__TEXT TO READ__:
The method I proposed did work, I think.  Your code doesn't account for the specified criteria, namely the a record should ONLY be output if it is part of an adjacent three year sequence.

Art

Super User
Posts: 8,127

## Re: consecutive observations only

If I run it just on panelist 2 I only get 5 records. The last is lost.

I did not see the extra version of have getting pulled in with no variables.

On the second one you need change OBS=1 to OBS=2.

PROC Star
Posts: 8,169

## Re: consecutive observations only

Tom,

You were absolutely correct!  I changed the code (i.e., making obs=2) in my original post and, hopefully, the OP has followed our latest exchange.

Art

Super Contributor
Posts: 1,636

## Re: consecutive observations only

Hi Art,

I think "obs=1" shoud be "obs=2" in your code.

sethave ( firstobs = 3 keep = year rename =(year = _year3) )

have (      obs = 1 drop= _all_                      );

you will see the difference if you add another obsevation

"Panelist=3 Year=2005" to the dataset.

Thank you!

PROC Star
Posts: 8,169

## Re: consecutive observations only

Linlin, I think (hope) I made the correct change at the EXACT moment that you posted your response.

Contributor
Posts: 44

## Re: consecutive observations only

thank you all. i got it revised.

PROC Star
Posts: 8,169

## Re: consecutive observations only

This would make an excellent SGF presentation .. too bad it is too late to submit for 2012.  Anyone planning on going to San Francisco in 2013?

Regular Contributor
Posts: 184

## Re: consecutive observations only

Use a Double DoW after pre-processing to create an appropriate BY variable.

data grouped ;

set have ;

by panelist ;

groupnum + ( first.panelist OR ( dif(year) GT 1 ) ) ;

run ;

data want ;

do many = 1 by 1 until (last.groupnum) ;

set grouped ;

by groupnum ;

end ;

do nn = 1 to many ;

set grouped ;

if many GE 3 then output ;

end ;

run ;

PROC Star
Posts: 8,169

## Re: consecutive observations only

Howard,

Nice solution!  I especially liked the preprocessing part.  Of course, following that, a fairly simple proc sql segment also would have sufficed. I.e.:

data grouped ;

set have ;

by panelist ;

groupnum + ( first.panelist OR ( dif(year) GT 1 ) ) ;

run ;

proc sql;

create table want (drop=groupnum) as

select *

from grouped

group by groupnum

having count(*) > 2

order by panelist,year

;

quit;

🔒 This topic is solved and locked.

__DATA PROVIDED__:
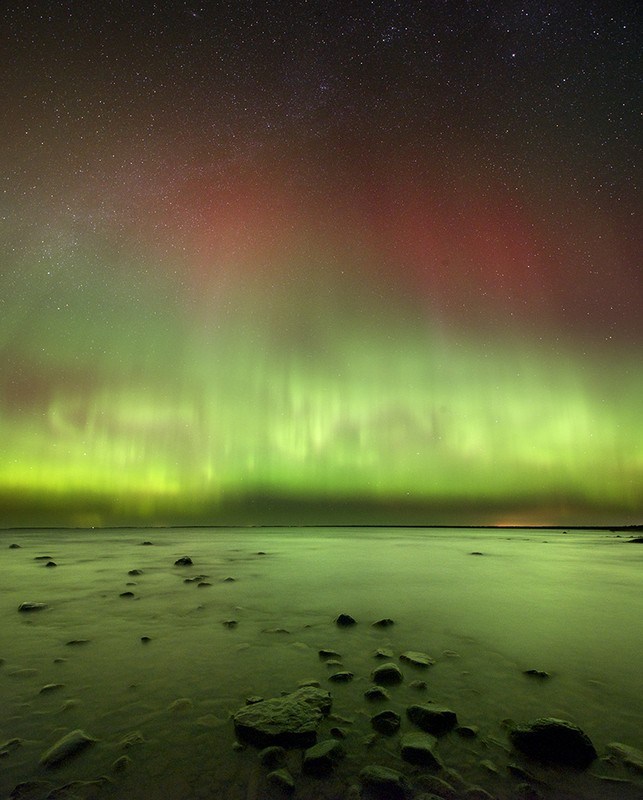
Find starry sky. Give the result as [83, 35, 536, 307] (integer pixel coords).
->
[0, 0, 643, 527]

__WHAT IS ASKED__: Rewrite the part of the forum thread between "The method I" and "last is lost.", inclusive, putting "rows" in place of "records". The listing has no role in this work.

__RESPONSE TO THIS TASK__:
The method I proposed did work, I think.  Your code doesn't account for the specified criteria, namely the a record should ONLY be output if it is part of an adjacent three year sequence.

Art

Super User
Posts: 8,127

## Re: consecutive observations only

If I run it just on panelist 2 I only get 5 rows. The last is lost.